**Dataset entries**.

+ + + +

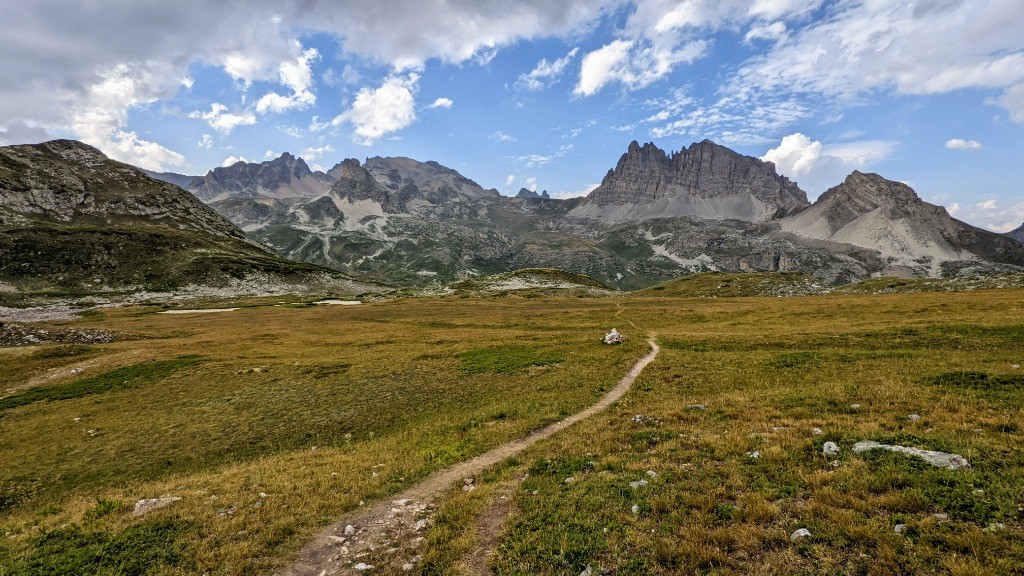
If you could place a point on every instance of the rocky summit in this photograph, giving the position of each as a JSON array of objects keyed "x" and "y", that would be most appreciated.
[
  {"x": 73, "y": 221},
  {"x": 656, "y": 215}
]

+ + + +

**Problem to work on**.
In the material above, swap "rocky summit" for "snowy peak" and write the lines out again with nothing else changed. Omit the pictures from your answer.

**Expected answer**.
If you could place a point on every instance of the snowy peak in this photograph, giving the position of each as a JSON array of objects keyed "x" and "y", that would be most appreciated.
[
  {"x": 73, "y": 221},
  {"x": 656, "y": 215}
]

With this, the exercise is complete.